Records for the task:
--------
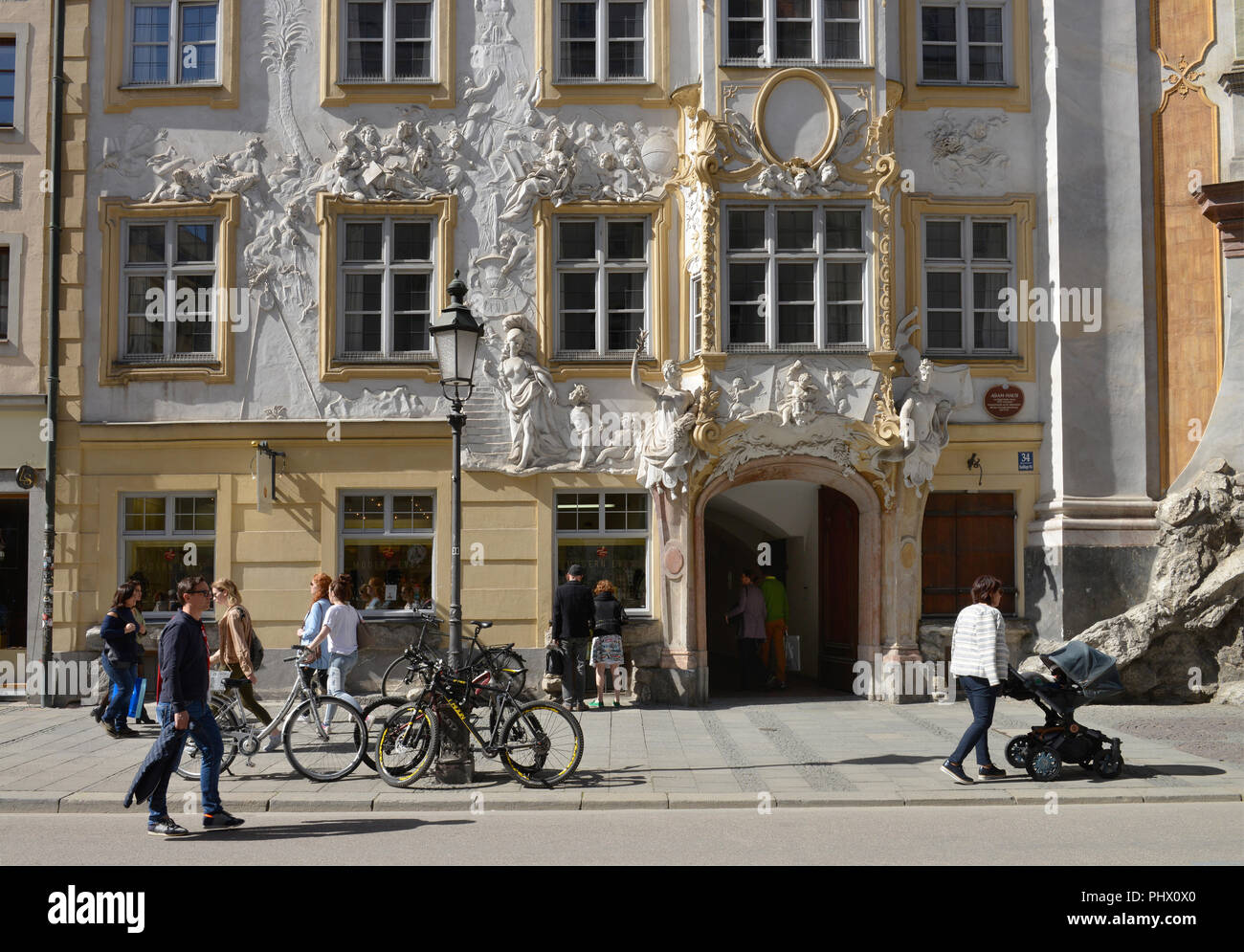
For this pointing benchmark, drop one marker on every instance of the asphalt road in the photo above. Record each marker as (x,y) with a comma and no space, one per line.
(1123,834)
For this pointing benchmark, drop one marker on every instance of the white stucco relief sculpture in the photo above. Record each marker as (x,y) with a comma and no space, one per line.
(667,451)
(927,397)
(530,397)
(961,152)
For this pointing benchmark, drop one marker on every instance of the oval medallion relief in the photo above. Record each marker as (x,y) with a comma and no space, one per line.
(796,117)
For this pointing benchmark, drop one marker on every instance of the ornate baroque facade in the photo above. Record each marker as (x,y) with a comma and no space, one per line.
(741,276)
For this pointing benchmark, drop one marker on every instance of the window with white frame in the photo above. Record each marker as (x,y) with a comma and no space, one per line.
(165,538)
(5,264)
(696,314)
(602,284)
(968,261)
(965,42)
(387,546)
(606,534)
(387,268)
(796,277)
(173,42)
(389,40)
(169,292)
(8,81)
(601,40)
(769,33)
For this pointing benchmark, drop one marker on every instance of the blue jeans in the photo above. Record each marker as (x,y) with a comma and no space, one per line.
(339,666)
(122,687)
(982,699)
(207,736)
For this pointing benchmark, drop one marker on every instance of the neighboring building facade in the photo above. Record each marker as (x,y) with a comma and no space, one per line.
(805,215)
(24,148)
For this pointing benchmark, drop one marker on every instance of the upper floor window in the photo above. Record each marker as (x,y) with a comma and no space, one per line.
(169,286)
(389,40)
(767,33)
(601,40)
(968,261)
(8,81)
(602,284)
(173,42)
(387,268)
(965,42)
(795,277)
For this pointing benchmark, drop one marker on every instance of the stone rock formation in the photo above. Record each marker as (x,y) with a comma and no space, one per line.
(1186,640)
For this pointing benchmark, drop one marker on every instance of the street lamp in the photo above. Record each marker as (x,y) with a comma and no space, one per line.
(456,334)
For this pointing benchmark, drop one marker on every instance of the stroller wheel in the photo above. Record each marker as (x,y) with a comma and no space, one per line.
(1016,750)
(1044,763)
(1108,766)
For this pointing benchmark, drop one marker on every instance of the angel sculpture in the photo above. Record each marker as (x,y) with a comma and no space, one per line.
(530,397)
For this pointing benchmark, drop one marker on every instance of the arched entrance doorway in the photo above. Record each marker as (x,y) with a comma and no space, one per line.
(821,528)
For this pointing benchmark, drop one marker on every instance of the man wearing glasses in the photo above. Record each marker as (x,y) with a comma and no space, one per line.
(182,706)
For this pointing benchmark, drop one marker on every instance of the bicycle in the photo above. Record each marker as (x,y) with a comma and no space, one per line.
(539,743)
(501,659)
(320,749)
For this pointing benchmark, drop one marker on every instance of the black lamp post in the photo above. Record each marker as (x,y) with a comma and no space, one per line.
(456,334)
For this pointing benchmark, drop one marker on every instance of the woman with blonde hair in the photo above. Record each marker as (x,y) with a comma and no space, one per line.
(233,621)
(608,641)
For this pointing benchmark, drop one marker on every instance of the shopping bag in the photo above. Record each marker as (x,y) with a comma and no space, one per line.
(791,653)
(137,696)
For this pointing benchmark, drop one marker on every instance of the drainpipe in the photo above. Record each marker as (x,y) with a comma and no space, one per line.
(54,342)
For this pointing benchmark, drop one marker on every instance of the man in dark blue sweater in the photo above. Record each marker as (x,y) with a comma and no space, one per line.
(572,611)
(182,706)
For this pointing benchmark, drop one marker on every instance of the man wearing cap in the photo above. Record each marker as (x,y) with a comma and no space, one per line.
(572,611)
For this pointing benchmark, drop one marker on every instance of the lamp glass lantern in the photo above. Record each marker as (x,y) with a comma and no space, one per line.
(456,334)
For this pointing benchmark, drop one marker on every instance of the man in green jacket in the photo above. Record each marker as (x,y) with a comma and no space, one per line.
(776,609)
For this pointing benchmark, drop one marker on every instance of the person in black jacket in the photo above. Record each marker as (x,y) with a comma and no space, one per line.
(182,706)
(572,611)
(120,657)
(608,641)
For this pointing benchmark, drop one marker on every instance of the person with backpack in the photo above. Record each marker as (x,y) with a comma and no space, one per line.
(236,632)
(340,630)
(608,625)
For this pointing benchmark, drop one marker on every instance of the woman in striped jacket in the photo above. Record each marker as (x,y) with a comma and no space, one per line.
(979,657)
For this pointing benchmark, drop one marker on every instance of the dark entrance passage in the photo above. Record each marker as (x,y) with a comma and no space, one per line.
(13,549)
(810,534)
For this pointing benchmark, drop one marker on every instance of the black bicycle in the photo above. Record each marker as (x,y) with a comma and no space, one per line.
(409,674)
(539,743)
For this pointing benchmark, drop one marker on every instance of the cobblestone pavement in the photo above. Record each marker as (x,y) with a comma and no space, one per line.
(811,748)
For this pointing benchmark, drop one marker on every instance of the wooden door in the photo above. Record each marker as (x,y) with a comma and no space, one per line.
(838,576)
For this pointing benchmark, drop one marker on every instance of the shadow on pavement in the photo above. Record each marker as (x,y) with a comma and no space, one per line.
(319,828)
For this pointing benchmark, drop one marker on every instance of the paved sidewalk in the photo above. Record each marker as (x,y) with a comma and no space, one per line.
(813,749)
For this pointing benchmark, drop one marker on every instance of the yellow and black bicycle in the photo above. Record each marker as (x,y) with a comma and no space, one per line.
(540,744)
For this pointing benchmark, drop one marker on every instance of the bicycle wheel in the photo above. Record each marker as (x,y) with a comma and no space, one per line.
(191,763)
(374,716)
(409,744)
(324,753)
(402,678)
(511,671)
(542,744)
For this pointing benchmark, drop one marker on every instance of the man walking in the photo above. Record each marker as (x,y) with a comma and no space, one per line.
(182,706)
(776,609)
(572,611)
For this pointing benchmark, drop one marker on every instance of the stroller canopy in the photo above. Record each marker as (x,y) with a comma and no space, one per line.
(1091,670)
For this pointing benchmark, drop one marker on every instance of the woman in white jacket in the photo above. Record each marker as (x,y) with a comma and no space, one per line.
(979,657)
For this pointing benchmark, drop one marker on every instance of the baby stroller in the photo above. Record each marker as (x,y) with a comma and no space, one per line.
(1082,675)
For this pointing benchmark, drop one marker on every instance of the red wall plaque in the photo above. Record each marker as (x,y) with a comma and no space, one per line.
(1003,401)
--------
Rewrite all of the entries above as one numbered list with no blank lines, and leave the pictures out.

1. For this pointing benchmark, drop one marker on every instance of the asphalt road in the photo above. Record each marker as (x,y) with a comma and no space, one per line.
2. (1123,834)
3. For this pointing benchmark, drop one marker on every instance of the white stucco relief sculpture in the photo above. Record each marker as (x,y) with a comma and no space, one per line.
4. (667,451)
5. (927,397)
6. (530,397)
7. (961,152)
8. For this pointing benchmark, drop one marker on every instance of the oval medallion relief in the photo above. Record each marker as (x,y) with a comma and no space, one per line.
9. (796,117)
10. For this pointing benchmark, drop one marker on every instance of the ornate baroque facade in the photo above. Record each marker as (x,y) with a comma and no space, one per line.
11. (741,276)
12. For this pointing benchmark, drop one marker on every instance of the window with white frame in the photo above. Record each marker as (x,y) with a comma and no space, one per line.
13. (165,538)
14. (5,264)
15. (696,314)
16. (602,284)
17. (968,261)
18. (965,42)
19. (387,546)
20. (606,534)
21. (387,268)
22. (796,277)
23. (173,42)
24. (389,40)
25. (169,292)
26. (8,81)
27. (601,40)
28. (769,33)
29. For this pointing benchmark, drop one marker on every instance of the blue jeans in the photo above. Record each marker as (x,y) with a comma and no space, one per line.
30. (339,666)
31. (122,687)
32. (982,699)
33. (207,736)
34. For this pointing benchmark, drop one marker on every instance of the neighboring building facade in the photo above. Record each marker as (x,y) with a comma and no space, one per line.
35. (805,215)
36. (24,148)
37. For this pointing benchmark, drop one marker on every instance of the upper floor window in the photo above. Record each marker as (x,y) with a comma and no space, one per line.
38. (169,286)
39. (389,40)
40. (767,33)
41. (601,40)
42. (968,261)
43. (8,81)
44. (602,284)
45. (173,42)
46. (387,268)
47. (965,42)
48. (795,277)
49. For this pointing benchmark, drop one marker on every instance of the stone rock formation in the photo above. Record each marker as (x,y) with a comma and no space, one per line.
50. (1186,640)
51. For this pointing benchmark, drop one marker on every instance of the street lamp in the photo above. Record each marker as (x,y) with a comma and no space, one per line.
52. (456,334)
53. For this pointing benchmark, drop one marker on every instance of the stroller wheel in the photo above. Record each marker as (x,y) with a comma and no space, one per line.
54. (1016,750)
55. (1044,763)
56. (1108,766)
57. For this pointing benchmark, drop one marker on every instance of the angel sculpture in the photo above. Record each marker as (x,y) with a comma and no space, one per line.
58. (530,397)
59. For this pointing benchmark, drop one marker on every instance of the arched entrance doorway in the photo above. Record each marker as (x,y) with a comma and no space, one per line.
60. (821,528)
61. For this pointing benchmark, drop one marker on every instance of the man wearing glasses in the photo above. Record each marker as (x,y) with a comma and no space, one per line.
62. (182,706)
63. For this pointing benchmark, drop one marker on every instance of the bicycle in the photo above. Record each marker as (x,y) with a comma and no space, one per line.
64. (539,743)
65. (501,659)
66. (320,749)
67. For this pointing benchmark, drop one marker on every instance of the black lamp post in the photo above. Record each marker as (x,y) with a comma and no space, one per line.
68. (456,334)
69. For this pointing benchmark, drop one marker on every instance of the woman with blonde hair in the photo above. Record each marker as (x,y) with a comma and no space, one per line.
70. (233,621)
71. (608,641)
72. For this pointing benchmark, drop one marker on every instance of the shopping bag in the photo above. Record each marker as (x,y) with a comma and no space, one per line.
73. (791,653)
74. (137,696)
75. For this pointing benchmark, drop one marker on every instance of the drainpipe in the photo above. Record each marker as (x,y) with a comma and no space, one per line.
76. (54,342)
77. For this pointing benchmark, drop one marker on every instance of the man in dark blue sweater in the photo above. Record each marker as (x,y) with a comma and no space, one per line.
78. (572,611)
79. (182,706)
80. For this pointing benchmark, drop one marker on every instance of the man wearing cap in the photo above. Record each marker as (x,y) with a comma and no space, one per line.
81. (572,611)
82. For this pointing benchmark, drop one marker on every instance of the lamp glass lantern in the photo above. Record each marker as (x,y) with a comma and no space, one per line.
83. (456,334)
84. For this pointing benchmark, drop one marker on every instance of the man in green jacket in the photo above. Record each marker as (x,y) with a comma and no space, one per line.
85. (776,609)
86. For this pointing benchmark, drop one marker on every instance of the person in black jacket in the photo above. Record each marker as (x,y) with a comma and no space, one per line.
87. (182,706)
88. (572,611)
89. (120,657)
90. (608,641)
91. For this pointing benchmark, drop one marker on every instance of the person with backpack in the photo above. Record each marker as (x,y) with a comma and no space, one per line.
92. (236,632)
93. (340,630)
94. (608,625)
95. For this pointing benchmark, drop one marker on every instance of the woman in striped jacket in the photo above. Record each marker as (x,y) with a comma and no space, one per line.
96. (979,657)
97. For this pointing benchmark, drop one marker on every instance of the dark entrance passage in the photo above. Record each marker as (x,y) with a comma and no space, one per line.
98. (13,549)
99. (810,534)
100. For this pointing benchmark, drop one marker on every instance of the black bicycle in the photo above. Record each marker as (x,y) with a comma and no space, one per line.
101. (409,674)
102. (539,743)
103. For this pointing benchmark, drop one marker on every instance of the cobblestone pavement in the photo above. Record each marker as (x,y) with a comma and no space, one per line.
104. (811,748)
105. For this pointing benchmark, drop one marker on every instance of the wooden door in the photo above. Record each marker as (x,y) with a comma and no space, one per line.
106. (838,576)
107. For this pointing benchmark, drop one marker on every instance of the shadow on pavement in the photo above. Record each marker as (x,y) with a comma and no space, one per line.
108. (319,828)
109. For this pointing benchmark, drop one marker on every instance of the paved sidewalk in the photo above. Record each marker as (x,y) with a comma and no space, one per line.
110. (813,749)
111. For this pointing benchmark, drop one marker on every instance of the yellow and black bicycle in the photo above. Record each marker as (x,y) with a comma and no space, one per line.
112. (540,744)
113. For this pointing benchmark, drop one marker on every instance of the bicycle wheel in the photo above. Record each marker as (x,y) with a comma and no space, one per line.
114. (191,763)
115. (374,716)
116. (409,744)
117. (324,753)
118. (402,678)
119. (511,671)
120. (542,744)
121. For this pointing benchmark, drop one marker on every instance of the man walking in the photo above. Record each marker as (x,y) with a comma and no space, one per line.
122. (182,706)
123. (776,609)
124. (572,611)
125. For this pointing benchmark, drop one marker on every instance of the stroller canopy in the photo above. Record each marker as (x,y) with a comma and no space, one per line.
126. (1091,670)
127. For this pointing benchmark, drop one marker on every instance of the woman in white jacket in the photo above. Record each marker as (x,y) with a comma and no space, one per line.
128. (979,657)
129. For this pointing benchmark, drop one marker on every instance of the baby stroller in the photo above. Record each marker as (x,y) with a comma and no space, one per line.
130. (1082,675)
131. For this pointing benchmark, drop one marker on every instance of the red wall plaque in the photo above. Record each marker as (x,y) with a comma and no space, one per line.
132. (1003,401)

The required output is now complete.